Rows from a pointing dataset:
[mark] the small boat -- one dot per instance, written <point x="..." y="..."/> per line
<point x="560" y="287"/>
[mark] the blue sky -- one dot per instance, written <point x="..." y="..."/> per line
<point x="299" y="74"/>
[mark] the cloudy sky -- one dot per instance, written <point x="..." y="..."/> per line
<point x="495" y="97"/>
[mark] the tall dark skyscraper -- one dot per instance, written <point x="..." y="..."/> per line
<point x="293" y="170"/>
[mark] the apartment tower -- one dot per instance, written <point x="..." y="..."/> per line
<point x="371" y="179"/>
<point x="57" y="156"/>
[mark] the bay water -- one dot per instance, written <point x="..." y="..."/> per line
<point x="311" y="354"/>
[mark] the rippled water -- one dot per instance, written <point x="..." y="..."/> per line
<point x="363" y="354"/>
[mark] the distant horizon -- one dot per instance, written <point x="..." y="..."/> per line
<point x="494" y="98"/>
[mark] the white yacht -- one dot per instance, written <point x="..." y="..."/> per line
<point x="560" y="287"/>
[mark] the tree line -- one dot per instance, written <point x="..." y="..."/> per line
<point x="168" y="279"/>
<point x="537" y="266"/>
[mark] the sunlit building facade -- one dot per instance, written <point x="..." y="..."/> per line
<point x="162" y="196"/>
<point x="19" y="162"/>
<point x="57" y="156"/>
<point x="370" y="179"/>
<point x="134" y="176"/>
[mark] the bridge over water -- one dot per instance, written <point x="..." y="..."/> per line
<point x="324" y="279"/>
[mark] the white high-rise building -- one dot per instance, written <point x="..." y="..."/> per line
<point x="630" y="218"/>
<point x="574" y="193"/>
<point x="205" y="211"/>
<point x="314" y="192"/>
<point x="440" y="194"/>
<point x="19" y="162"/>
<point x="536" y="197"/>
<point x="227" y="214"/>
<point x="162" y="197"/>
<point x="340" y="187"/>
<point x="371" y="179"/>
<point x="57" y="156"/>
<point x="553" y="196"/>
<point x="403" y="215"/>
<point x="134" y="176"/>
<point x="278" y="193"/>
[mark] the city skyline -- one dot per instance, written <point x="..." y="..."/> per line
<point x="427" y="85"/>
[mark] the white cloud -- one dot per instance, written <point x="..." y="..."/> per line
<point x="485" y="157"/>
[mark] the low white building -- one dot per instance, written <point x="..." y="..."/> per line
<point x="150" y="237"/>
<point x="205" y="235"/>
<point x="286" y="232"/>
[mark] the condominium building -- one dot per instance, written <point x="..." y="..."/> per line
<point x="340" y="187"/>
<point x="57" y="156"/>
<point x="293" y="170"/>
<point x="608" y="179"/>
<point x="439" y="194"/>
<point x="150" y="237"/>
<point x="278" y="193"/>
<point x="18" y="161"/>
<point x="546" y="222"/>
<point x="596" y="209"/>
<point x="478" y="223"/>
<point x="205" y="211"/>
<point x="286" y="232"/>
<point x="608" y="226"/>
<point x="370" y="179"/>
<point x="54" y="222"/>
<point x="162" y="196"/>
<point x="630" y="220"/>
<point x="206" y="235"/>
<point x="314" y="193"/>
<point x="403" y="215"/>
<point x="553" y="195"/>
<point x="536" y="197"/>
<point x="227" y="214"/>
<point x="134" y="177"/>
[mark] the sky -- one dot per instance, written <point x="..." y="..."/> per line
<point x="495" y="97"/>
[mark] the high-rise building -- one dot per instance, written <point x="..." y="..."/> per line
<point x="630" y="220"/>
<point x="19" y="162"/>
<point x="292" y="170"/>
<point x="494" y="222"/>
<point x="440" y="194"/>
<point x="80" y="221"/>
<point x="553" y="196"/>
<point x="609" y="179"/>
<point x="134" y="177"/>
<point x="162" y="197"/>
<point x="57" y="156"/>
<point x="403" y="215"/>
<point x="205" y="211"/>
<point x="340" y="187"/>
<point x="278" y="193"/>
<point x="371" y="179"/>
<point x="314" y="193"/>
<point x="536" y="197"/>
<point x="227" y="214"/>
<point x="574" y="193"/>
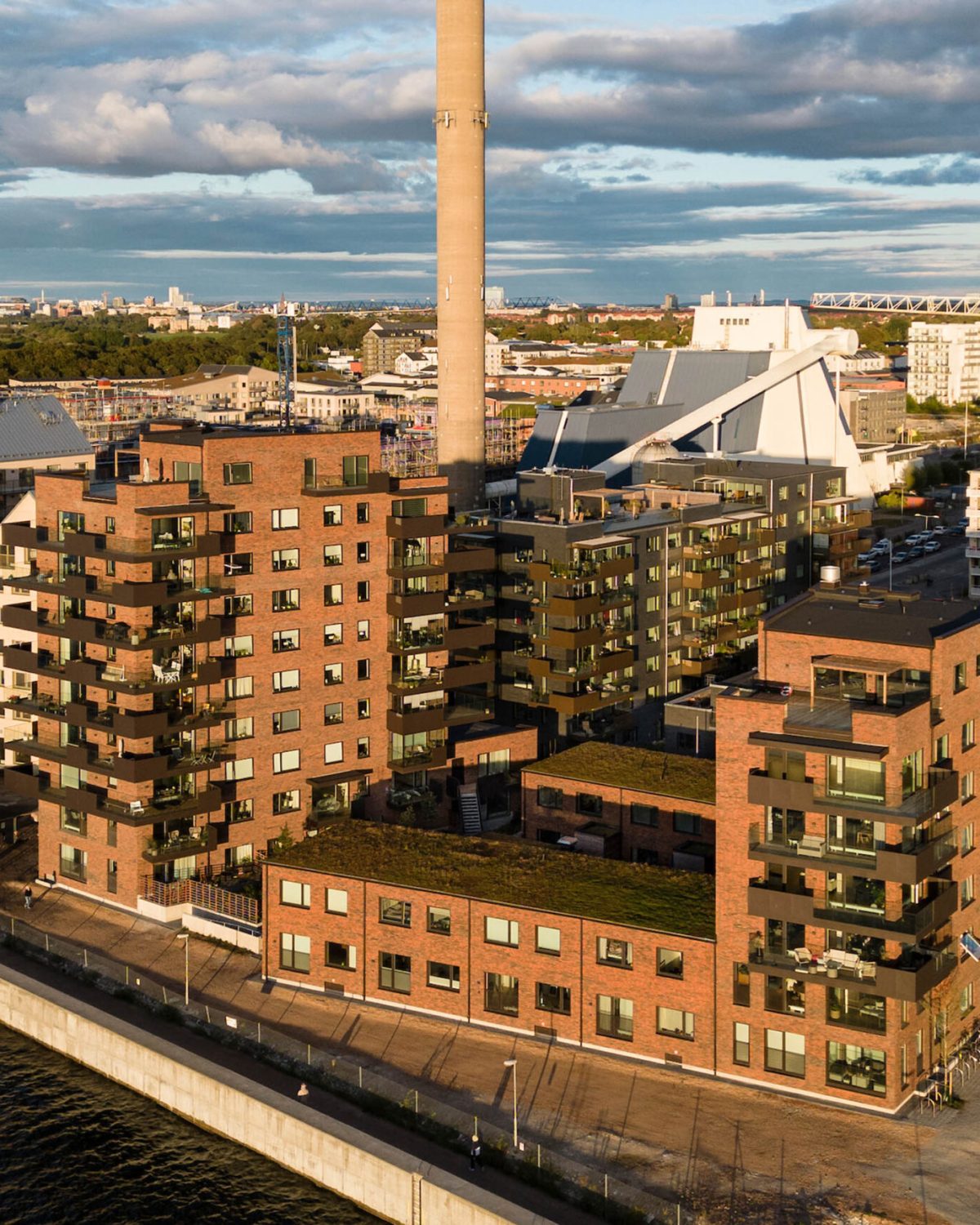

■ WHAT THE TASK ASKS:
Rewrite all the rows above, changing "instance" to "object" and keeping everything else the same. Omit the pictures from your answer.

■ SOLUTION FOR THIS PROBLEM:
[mark] the small boat -- one dot per object, written <point x="..." y="..."/> per line
<point x="560" y="287"/>
[mark] the blue sky -- one dot per object, written <point x="..." y="..."/> per line
<point x="299" y="74"/>
[mark] the cloudy sky -- one dot per object, written <point x="..." y="..."/> per line
<point x="495" y="97"/>
[mark] the tall dark skyscraper -- one dot per object, written <point x="..." y="..."/> per line
<point x="293" y="170"/>
[mark] the apartment tower -- one dot per object, written <point x="..." y="..."/> per line
<point x="371" y="179"/>
<point x="57" y="156"/>
[mark] the bay water -- one dot per object, written <point x="..." y="..."/> per line
<point x="311" y="354"/>
[mark] the rippled water -- one dot per object, written <point x="..." y="..."/> per line
<point x="363" y="354"/>
[mark] the distant horizon -- one dot per object, written <point x="..." y="..."/> per line
<point x="494" y="98"/>
[mark] the white yacht -- one dot per object, written <point x="..." y="..."/> per line
<point x="560" y="287"/>
[mark] the tree line -- one dot per object, written <point x="..." y="..."/> per line
<point x="168" y="279"/>
<point x="537" y="266"/>
[mark] the sunlit building facade -- one dot per object, written <point x="..." y="..."/> per line
<point x="162" y="196"/>
<point x="19" y="162"/>
<point x="57" y="156"/>
<point x="370" y="179"/>
<point x="134" y="176"/>
[mark] the bridge over water -- one dot per object, written <point x="..." y="..."/> per line
<point x="324" y="279"/>
[mark] the white high-rise building -- one dot per object, written <point x="..." y="..."/> per line
<point x="630" y="218"/>
<point x="574" y="193"/>
<point x="205" y="211"/>
<point x="314" y="192"/>
<point x="440" y="194"/>
<point x="19" y="162"/>
<point x="536" y="197"/>
<point x="227" y="214"/>
<point x="162" y="197"/>
<point x="340" y="187"/>
<point x="371" y="179"/>
<point x="57" y="156"/>
<point x="553" y="196"/>
<point x="403" y="215"/>
<point x="134" y="176"/>
<point x="278" y="193"/>
[mark] the city skyline -- one dot per object, written <point x="..." y="..."/> per line
<point x="427" y="85"/>
[mark] the white cloud -- one dot per object, written <point x="..." y="..."/> per line
<point x="485" y="157"/>
[mark] the low white building -- one dot per object, written <point x="..." y="..."/> per line
<point x="150" y="237"/>
<point x="205" y="235"/>
<point x="286" y="232"/>
[mark] the condominium building -- one dot per object, written <point x="..." y="..."/> per line
<point x="340" y="187"/>
<point x="57" y="156"/>
<point x="293" y="170"/>
<point x="608" y="179"/>
<point x="439" y="194"/>
<point x="150" y="237"/>
<point x="278" y="193"/>
<point x="18" y="161"/>
<point x="546" y="222"/>
<point x="596" y="209"/>
<point x="478" y="223"/>
<point x="205" y="211"/>
<point x="286" y="232"/>
<point x="608" y="226"/>
<point x="370" y="179"/>
<point x="54" y="222"/>
<point x="162" y="196"/>
<point x="630" y="220"/>
<point x="206" y="235"/>
<point x="314" y="193"/>
<point x="403" y="215"/>
<point x="553" y="195"/>
<point x="536" y="197"/>
<point x="227" y="214"/>
<point x="134" y="177"/>
[mark] the sky -- one dot per object, written <point x="..." y="..."/> per line
<point x="495" y="97"/>
[mark] the high-rise building -- one dot per object, written <point x="..." y="..."/> per line
<point x="630" y="220"/>
<point x="19" y="162"/>
<point x="292" y="170"/>
<point x="494" y="222"/>
<point x="440" y="194"/>
<point x="80" y="221"/>
<point x="553" y="196"/>
<point x="609" y="179"/>
<point x="134" y="177"/>
<point x="162" y="197"/>
<point x="57" y="156"/>
<point x="403" y="215"/>
<point x="205" y="211"/>
<point x="340" y="187"/>
<point x="278" y="193"/>
<point x="371" y="179"/>
<point x="314" y="193"/>
<point x="536" y="197"/>
<point x="227" y="214"/>
<point x="574" y="193"/>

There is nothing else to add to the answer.